• TEXTO EXTRAÍDO
......

Diversos

O impacto profundo do marketing sobre a delicadeza do amor

quem

por Maria Helena Masquetti*

Pergunte-se de pronto a um jovem: “Quem é você?” e a resposta, na maioria das vezes, vem pronta: “Bem, eu gosto de videogame, adoro dançar, ir ao shopping, faço musculação, tenho muitos amigos no face, torço para o time tal..”. Refaça-se então a pergunta: “Quem é você e não o que você faz ou possui” e, com raras exceções, a resposta será um silêncio confuso. Como pode um jovem, nesse cenário atual, saber realmente quem é e reconhecer seus genuínos desejos quando o marketing já desejou por ele, muitas vezes antes que aprendesse a falar?

Meu filho, não fale com estranhos!” Do conselho ingênuo de outrora muito pouco restou. Paira agora nas ruas e na privacidade de nossas crianças e jovens uma onipresença de estranhos que, a todo momento, as assedia para comprar, pensar ou agir de algum modo ou as induzem concretamente ao erro, fazendo se passar por amigos nas salas de bate-papo e outros meios interativos. Isto sem falar nas muitas celebridades que, ao vivo e em cores, tanto deturpam-lhes a educação como chegam a confessar atos repudiáveis com a pretensão hedionda de fazer rir suas platéias.

Elencadas pela colunista Carol Wojtyla** (que tem nome de papa, mas não perdoa os pecados da massificação), as distorções do amor próprio ganham status de normalidade: pré-adolescentes revelando-se defasados em seus grupos por não terem ainda um relacionamento sexual; meninas aceitando sofrer violências físicas por parte de parceiros – quase crianças também – em nome de concepções estúpidas sobre prazer sexual, além de jovens que se deprimem por não terem recebido um número idealizado de likes para as selfies que postaram nas redes sociais.

Perdidos num bombardeio diário de conceitos equivocados e tomando por legítimos os conselhos de especialistas em coisa nenhuma, jovens mal saídos das fraldas dão-se por preparados para ter sucesso no amor. Ouvir, por exemplo, entre eles, que o segredo para cativar um parceiro amoroso é esperar que este se mostre apaixonado para, estrategicamente nesse momento, revelar-lhe que “não está mais tão fim” é de levar às lágrimas pela morte do sentido pleno do amor e da delicadeza que envolve tudo o que é motivado por ele.

......

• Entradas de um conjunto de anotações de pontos
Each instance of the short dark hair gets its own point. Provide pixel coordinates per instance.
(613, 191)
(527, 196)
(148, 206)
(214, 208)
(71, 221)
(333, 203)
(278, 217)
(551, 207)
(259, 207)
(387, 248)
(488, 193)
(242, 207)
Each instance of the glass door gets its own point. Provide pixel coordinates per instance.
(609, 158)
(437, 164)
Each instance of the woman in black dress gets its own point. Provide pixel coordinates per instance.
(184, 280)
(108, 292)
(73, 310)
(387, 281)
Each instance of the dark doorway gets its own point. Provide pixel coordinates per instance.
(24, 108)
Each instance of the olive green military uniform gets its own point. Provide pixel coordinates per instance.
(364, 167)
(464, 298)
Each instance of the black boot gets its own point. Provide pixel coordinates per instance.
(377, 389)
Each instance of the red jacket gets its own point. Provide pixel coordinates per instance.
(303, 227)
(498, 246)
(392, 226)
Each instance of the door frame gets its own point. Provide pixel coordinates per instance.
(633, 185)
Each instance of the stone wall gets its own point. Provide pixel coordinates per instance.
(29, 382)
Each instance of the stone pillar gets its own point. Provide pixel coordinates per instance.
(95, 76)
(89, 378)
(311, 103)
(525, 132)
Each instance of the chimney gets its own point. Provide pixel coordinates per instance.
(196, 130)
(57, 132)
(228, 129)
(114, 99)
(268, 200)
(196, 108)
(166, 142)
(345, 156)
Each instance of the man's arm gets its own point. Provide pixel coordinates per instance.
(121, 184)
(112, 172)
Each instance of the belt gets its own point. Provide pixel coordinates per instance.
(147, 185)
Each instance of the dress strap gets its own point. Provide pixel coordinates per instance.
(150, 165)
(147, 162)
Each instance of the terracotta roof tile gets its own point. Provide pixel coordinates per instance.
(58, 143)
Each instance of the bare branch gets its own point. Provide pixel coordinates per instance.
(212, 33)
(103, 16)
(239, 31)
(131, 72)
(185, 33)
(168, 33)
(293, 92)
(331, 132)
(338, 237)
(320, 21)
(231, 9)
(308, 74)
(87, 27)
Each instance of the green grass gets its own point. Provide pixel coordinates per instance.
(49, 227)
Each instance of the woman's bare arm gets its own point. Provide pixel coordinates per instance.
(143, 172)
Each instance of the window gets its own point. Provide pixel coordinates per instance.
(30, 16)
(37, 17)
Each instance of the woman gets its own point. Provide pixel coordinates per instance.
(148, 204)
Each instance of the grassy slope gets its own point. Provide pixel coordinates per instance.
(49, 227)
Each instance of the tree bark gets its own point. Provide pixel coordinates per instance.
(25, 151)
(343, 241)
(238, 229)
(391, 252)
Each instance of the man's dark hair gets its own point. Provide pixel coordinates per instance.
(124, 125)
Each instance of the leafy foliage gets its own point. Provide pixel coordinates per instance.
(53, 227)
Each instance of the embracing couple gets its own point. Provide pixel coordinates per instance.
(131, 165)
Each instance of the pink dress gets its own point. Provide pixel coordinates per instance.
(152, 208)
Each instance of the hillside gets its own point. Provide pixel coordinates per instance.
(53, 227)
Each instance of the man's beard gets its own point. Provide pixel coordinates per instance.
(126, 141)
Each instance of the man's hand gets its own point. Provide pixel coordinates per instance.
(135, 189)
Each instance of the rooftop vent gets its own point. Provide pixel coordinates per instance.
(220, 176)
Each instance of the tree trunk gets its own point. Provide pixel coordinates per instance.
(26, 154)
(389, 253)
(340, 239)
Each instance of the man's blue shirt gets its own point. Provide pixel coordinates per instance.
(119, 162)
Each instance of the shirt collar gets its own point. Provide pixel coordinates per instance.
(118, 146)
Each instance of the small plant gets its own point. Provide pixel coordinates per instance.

......

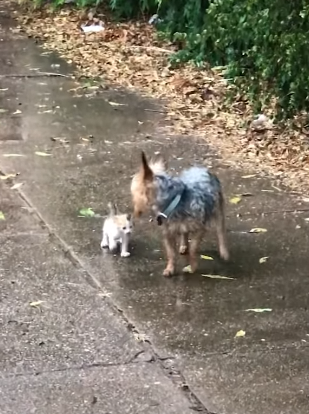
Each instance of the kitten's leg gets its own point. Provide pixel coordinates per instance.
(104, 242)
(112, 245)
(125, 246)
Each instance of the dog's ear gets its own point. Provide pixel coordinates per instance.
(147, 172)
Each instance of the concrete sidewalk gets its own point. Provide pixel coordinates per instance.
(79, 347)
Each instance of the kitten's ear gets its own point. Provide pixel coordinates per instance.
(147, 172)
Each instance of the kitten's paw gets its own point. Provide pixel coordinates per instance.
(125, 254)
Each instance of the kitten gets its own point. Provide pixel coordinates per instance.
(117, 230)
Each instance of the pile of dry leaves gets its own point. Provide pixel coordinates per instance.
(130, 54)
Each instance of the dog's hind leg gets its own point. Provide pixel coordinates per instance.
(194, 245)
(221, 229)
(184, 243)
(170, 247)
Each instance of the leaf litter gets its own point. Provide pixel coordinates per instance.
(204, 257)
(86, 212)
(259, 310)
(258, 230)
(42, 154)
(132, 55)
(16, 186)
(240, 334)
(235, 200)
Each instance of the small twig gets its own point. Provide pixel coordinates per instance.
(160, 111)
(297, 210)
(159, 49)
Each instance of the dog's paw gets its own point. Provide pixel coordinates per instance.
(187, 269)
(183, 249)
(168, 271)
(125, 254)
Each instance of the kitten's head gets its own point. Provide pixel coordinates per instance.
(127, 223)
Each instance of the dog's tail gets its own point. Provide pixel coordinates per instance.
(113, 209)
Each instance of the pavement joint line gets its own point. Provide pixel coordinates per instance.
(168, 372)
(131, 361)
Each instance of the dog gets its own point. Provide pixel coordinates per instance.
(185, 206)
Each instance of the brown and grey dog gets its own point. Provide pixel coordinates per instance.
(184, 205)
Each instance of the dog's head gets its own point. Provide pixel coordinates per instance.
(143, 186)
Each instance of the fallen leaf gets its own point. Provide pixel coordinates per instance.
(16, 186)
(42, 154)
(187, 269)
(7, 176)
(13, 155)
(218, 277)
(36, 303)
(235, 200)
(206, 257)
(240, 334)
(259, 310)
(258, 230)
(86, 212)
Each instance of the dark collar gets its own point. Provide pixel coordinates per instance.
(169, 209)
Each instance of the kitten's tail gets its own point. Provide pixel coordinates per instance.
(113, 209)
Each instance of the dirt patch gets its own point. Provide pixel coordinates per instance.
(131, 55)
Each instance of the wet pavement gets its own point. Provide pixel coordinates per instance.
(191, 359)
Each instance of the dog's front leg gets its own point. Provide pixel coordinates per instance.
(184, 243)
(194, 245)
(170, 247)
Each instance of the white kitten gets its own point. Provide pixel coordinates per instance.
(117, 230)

......

• LISTA DE TAREFAS
1: Responda às perguntas sobre o texto acerca do marketing e do amor:
(a) Segundo o texto, qual costuma ser a resposta de um jovem quando se refaz a pergunta "Quem é você e não o que você faz ou possui"?
(b) Quem elencou as distorções do amor próprio descritas no texto?
(c) Que segredo para cativar um parceiro amoroso se ouve entre os jovens?
2: Por favor, retome o texto sobre o marketing e o amor a partir do ponto em que ele termina.

• RESPOSTAS POR TAREFA
1:
(a) Com raras exceções, um silêncio confuso.
(b) A colunista Carol Wojtyla.
(c) Esperar que o parceiro se mostre apaixonado para, nesse momento, revelar-lhe que "não está mais tão fim".

2:
Olhando esse cruel panorama, nos damos conta do quanto, no decorrer do tempo, o marketing foi longe demais e do quanto, acuados por ele, os pais e toda a sociedade reagiram de menos, sem prever que a avidez pelo lucro jamais teria limites e que sua fonte maior de alimento estaria justamente no vazio de afetos. Quem se distanciou de seus vínculos ternos, se vincula a objetos. Quem não sabe quem é, consome fórmulas prontas. Quem se acredita inferior na aparência, se torna refém da ditadura da moda e dos artifícios da estética, e quem não reconhece seus próprios recursos, multiplica os lucros da indústria farmacêutica ao lutar contra depressões e angústias que em nada combinam com a alegria da juventude.

Para nossa sorte, no entanto, a pressão do ter para ser não substitui a segurança do amor. E aí está nossa chance. Por mais que, para alguns, a oportunidade de agir com firmeza pareça já ter passado, sempre é tempo de abraçar nossos filhos, ajudá-los a descobrir quem realmente são, falar-lhes com autoridade e ternura, fazendo-os sentir o gosto, o cheiro e a maciez do contato sincero.

Não fosse o amor mais forte que o aço dos corações corrompidos pela ganância, a raça humana há muito estaria extinta. Se queremos resgatar nossas crianças com vida e desejos próprios, temos que rugir para o marketing como leões e leoas, salvaguardando para elas o direito de dizerem ao mundo a que vieram e não o que a manipulação comercial determinou que elas digam. (Envolverde)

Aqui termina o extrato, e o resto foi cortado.